▸ **AIM OF THE EXERCISE**
Wherever the word "Target" shows up in the data, report the line it sits in.

○ ○ ○

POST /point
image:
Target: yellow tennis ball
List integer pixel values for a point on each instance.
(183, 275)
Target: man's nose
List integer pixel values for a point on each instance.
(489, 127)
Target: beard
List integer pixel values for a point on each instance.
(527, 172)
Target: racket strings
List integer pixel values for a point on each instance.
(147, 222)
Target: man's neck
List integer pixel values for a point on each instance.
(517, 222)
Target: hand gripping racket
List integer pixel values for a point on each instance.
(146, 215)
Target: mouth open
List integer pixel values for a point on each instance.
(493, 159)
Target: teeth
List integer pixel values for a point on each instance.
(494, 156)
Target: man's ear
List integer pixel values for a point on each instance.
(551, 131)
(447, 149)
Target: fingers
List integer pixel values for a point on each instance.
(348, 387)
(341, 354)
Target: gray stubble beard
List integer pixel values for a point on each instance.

○ ○ ○

▸ **EXERCISE RESPONSE**
Target: yellow tennis ball
Target: man's nose
Target: beard
Target: racket strings
Target: man's neck
Target: hand gripping racket
Target: mouth open
Target: teeth
Target: man's ear
Target: fingers
Target: gray stubble beard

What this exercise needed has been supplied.